На самом же деле были физические мучения, отвратительные подробности распадения организма, и не было радости и спокойствия духа.
Временами, когда сильнее становилось тело и глаза видели окружающих, всю жизнь слушавших его как пророка, Толстой вспоминал свои догматы и говорил те фразы, которые он затвердил при жизни. И пресловутой фразе о многих людях, которым надо уделить внимание прежде Льва, нет никакой цены: она была сказана им раньше, теперь только повторена и не вытекала из того положения, в котором он находился сейчас.
Но зато была одна фраза, в которой сказалось ясное отношение к факту, в которой прозвучало со страшной силой мрачное отчаяние и которую, кажется, никто даже и не понял в ее единственном и ужасном значении.
* * * * *
- СПИСОК ЗАДАНИЙ:
• 1. Ответьте на вопросы по фрагменту о последних днях Толстого:
(a) Чего, согласно первому предложению, не было наряду с физическими мучениями?
(b) Как окружающие всю жизнь слушали Толстого?
(c) Что прозвучало со страшной силой в той одной фразе, о которой говорится в конце?
• 2. Продолжите фрагмент о последних днях Толстого, начиная сразу после его последнего предложения.

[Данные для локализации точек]
* * * * *
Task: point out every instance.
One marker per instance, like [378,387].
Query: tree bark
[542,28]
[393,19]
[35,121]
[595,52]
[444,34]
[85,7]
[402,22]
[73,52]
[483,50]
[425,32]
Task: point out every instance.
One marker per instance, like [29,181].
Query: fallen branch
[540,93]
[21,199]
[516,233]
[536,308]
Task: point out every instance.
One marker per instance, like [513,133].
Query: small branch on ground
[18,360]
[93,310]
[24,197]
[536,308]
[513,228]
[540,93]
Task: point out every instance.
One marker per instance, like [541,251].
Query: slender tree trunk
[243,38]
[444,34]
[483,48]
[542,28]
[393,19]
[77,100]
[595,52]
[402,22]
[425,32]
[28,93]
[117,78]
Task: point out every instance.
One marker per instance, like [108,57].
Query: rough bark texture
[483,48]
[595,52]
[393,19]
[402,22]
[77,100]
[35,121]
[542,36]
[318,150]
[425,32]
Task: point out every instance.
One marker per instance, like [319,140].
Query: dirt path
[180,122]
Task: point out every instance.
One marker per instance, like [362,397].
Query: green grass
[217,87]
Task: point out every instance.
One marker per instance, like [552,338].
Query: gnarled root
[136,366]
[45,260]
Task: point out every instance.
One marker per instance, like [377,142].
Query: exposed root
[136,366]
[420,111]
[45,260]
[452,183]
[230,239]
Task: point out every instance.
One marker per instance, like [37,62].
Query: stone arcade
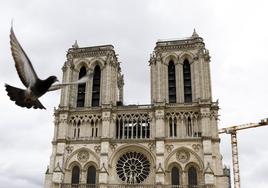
[173,142]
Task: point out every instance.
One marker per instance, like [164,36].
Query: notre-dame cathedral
[171,143]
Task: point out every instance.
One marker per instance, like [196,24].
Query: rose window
[133,167]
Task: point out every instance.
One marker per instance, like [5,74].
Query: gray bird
[35,87]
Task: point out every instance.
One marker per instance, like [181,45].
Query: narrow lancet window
[96,86]
[173,127]
[187,81]
[192,177]
[171,82]
[81,89]
[175,176]
[91,175]
[75,175]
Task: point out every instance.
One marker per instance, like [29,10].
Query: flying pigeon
[35,87]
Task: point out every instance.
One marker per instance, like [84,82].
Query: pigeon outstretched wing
[23,65]
[80,81]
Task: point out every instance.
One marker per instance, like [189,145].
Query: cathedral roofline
[182,42]
[92,48]
[91,51]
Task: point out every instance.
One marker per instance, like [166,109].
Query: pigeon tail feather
[19,96]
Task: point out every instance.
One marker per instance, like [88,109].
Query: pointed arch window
[187,81]
[75,175]
[81,89]
[189,127]
[96,86]
[175,176]
[77,129]
[91,175]
[173,127]
[171,82]
[192,177]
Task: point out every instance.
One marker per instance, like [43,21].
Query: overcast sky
[235,32]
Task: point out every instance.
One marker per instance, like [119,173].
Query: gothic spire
[75,45]
[195,35]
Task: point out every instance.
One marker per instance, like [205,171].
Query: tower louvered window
[187,81]
[75,175]
[96,87]
[171,82]
[81,89]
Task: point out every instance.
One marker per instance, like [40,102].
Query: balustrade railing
[133,186]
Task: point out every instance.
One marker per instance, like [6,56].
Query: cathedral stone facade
[173,142]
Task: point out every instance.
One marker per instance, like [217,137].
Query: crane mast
[232,131]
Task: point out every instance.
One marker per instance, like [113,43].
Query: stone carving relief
[151,146]
[83,156]
[97,148]
[69,149]
[169,147]
[183,156]
[196,147]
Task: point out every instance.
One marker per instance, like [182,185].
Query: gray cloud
[234,31]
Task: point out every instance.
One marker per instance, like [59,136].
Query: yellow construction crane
[232,131]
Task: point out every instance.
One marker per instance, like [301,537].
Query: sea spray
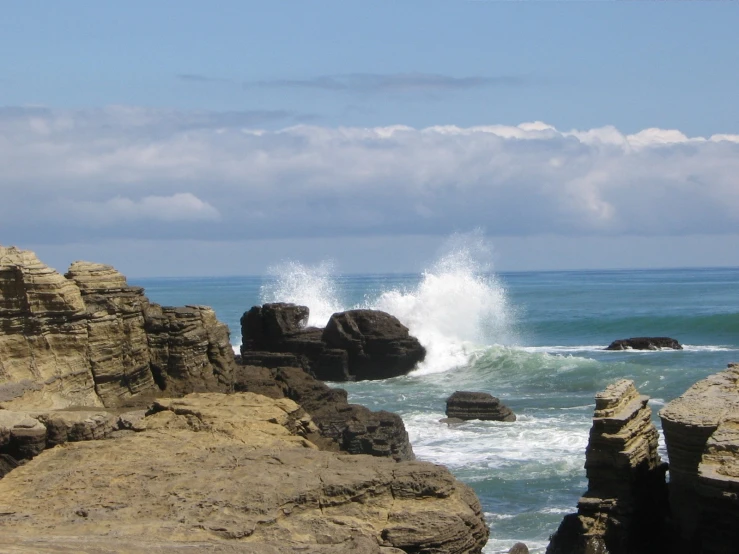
[312,286]
[456,309]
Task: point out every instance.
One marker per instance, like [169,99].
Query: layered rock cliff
[625,507]
[89,339]
[231,473]
[701,430]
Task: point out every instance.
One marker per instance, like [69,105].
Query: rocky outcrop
[700,430]
[231,473]
[341,426]
[89,339]
[625,506]
[645,343]
[377,344]
[355,345]
[466,405]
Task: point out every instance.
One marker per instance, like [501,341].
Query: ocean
[533,339]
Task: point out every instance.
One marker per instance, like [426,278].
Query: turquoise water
[533,339]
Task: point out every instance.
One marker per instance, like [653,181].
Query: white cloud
[124,169]
[178,207]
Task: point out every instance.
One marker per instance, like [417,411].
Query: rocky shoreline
[126,426]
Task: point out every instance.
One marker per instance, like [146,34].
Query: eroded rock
[464,405]
[219,471]
[625,506]
[645,343]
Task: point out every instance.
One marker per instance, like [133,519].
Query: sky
[174,138]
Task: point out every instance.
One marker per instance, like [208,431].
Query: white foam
[457,307]
[312,286]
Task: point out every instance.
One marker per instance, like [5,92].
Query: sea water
[534,339]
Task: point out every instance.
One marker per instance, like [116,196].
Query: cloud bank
[125,172]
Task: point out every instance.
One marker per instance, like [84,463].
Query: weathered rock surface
[466,405]
[342,426]
[700,430]
[378,345]
[231,473]
[625,506]
[358,344]
[645,343]
[89,339]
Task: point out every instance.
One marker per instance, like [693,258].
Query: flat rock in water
[645,343]
[466,405]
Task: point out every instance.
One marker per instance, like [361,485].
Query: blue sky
[153,133]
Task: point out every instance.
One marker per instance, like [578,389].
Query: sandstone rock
[378,345]
[645,343]
[231,473]
[700,432]
[625,506]
[89,339]
[477,405]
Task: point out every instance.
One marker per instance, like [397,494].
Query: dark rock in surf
[645,343]
[477,405]
[378,345]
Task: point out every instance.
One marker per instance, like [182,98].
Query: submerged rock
[464,405]
[624,510]
[89,339]
[645,343]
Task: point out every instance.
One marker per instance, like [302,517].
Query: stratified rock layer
[624,508]
[701,432]
[355,345]
[89,339]
[466,405]
[342,426]
[231,473]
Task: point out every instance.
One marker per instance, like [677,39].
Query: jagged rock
[645,343]
[342,426]
[700,430]
[358,344]
[378,345]
[89,339]
[232,473]
[625,506]
[477,405]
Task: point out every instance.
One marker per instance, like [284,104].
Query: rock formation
[645,343]
[89,339]
[231,473]
[355,345]
[625,506]
[701,430]
[477,405]
[342,426]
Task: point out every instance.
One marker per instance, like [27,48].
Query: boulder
[378,345]
[645,343]
[624,510]
[464,405]
[232,473]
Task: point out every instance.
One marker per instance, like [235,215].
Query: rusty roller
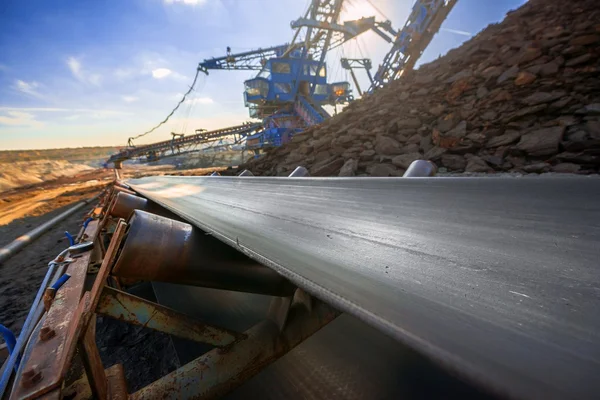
[119,189]
[124,204]
[165,250]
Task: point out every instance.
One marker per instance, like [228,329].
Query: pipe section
[22,241]
[420,169]
[165,250]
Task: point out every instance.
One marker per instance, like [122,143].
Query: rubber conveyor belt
[497,279]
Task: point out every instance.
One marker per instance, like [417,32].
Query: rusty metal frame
[218,372]
[137,311]
[71,321]
[51,355]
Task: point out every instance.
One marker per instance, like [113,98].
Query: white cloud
[160,73]
[20,119]
[27,88]
[186,2]
[75,67]
[62,110]
[456,31]
[124,73]
[201,100]
[77,70]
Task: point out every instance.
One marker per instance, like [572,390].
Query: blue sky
[91,73]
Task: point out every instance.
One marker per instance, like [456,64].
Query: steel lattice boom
[182,144]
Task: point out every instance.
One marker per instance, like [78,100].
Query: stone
[584,40]
[524,78]
[590,109]
[382,170]
[593,129]
[482,92]
[331,168]
[495,161]
[437,110]
[425,144]
[528,55]
[301,137]
[386,145]
[367,155]
[579,60]
[459,131]
[525,111]
[537,168]
[322,156]
[568,168]
[489,115]
[410,148]
[410,122]
[492,72]
[321,143]
[476,164]
[542,142]
[466,73]
[550,68]
[507,138]
[543,97]
[424,79]
[434,153]
[447,123]
[349,168]
[404,160]
[357,132]
[454,162]
[508,74]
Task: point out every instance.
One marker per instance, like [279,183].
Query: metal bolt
[31,377]
[47,333]
[29,373]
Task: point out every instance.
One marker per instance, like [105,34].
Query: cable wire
* * * * *
- ОТВЕТЫ:
• 1.
(a) Радости и спокойствия духа.
(b) Как пророка.
(c) Мрачное отчаяние.

• 2.
Долго молча лежал Толстой, наедине с самим собой, в тайне только ему одному известных предсмертных переживаний. Что он чувствовал, что думал в это время – известно еще только Богу. И вдруг неожиданно Толстой поднялся, заметался, сделал попытку куда-то бежать и выкрикнул:
– Нет… конец!
Вслушайтесь в эти слова. Имеющий уши, чтоб слышать, да слышит. Но слышит не то, что наспех можно подставить под эти слова, а то, что только и могли означать они в муке своей.
– Нет… конец!
Если бы Толстой в эту минуту понял, что тело его умирает, но все же верил, все же не видел банкротства своей веры перед неразрешимостью смерти, перед ее черной бездной, поглощающей все веры, все упования, он мог бы сказать: да, умираю… мог бы сказать: конец… Все что угодно, но без этого решительного и ужасного «нет». В этом коротком, таком простом слове вылилось все: крышка всей своей вере, мат всей жизни своей, крушение всякого упования перед лицом не предполагаемой, а на этот раз действительно пришедшей смерти.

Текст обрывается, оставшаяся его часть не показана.